### [DATASET ENTRIES]
——
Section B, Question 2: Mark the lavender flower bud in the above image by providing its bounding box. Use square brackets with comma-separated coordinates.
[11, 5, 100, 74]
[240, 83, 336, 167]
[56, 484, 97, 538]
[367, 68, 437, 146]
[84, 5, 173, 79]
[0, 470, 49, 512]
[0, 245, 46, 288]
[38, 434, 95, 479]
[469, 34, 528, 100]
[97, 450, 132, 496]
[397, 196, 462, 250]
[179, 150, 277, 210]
——
### [SET PROBLEM]
Format the items above as a two-column CSV with the headers instruction and answer. Give one row per item, with the item's text and its answer each in a single quoted field, and replace line breaks with spaces.

### [WRITTEN ANSWER]
instruction,answer
"Section B, Question 2: Mark the lavender flower bud in the above image by providing its bounding box. Use square brackets with comma-separated coordinates.","[11, 5, 100, 74] [240, 83, 336, 167] [56, 484, 97, 538] [367, 68, 437, 146] [84, 5, 173, 79] [0, 470, 49, 512] [0, 245, 46, 288] [38, 434, 95, 479] [469, 34, 528, 100] [97, 450, 132, 496] [397, 196, 462, 250] [179, 150, 277, 210]"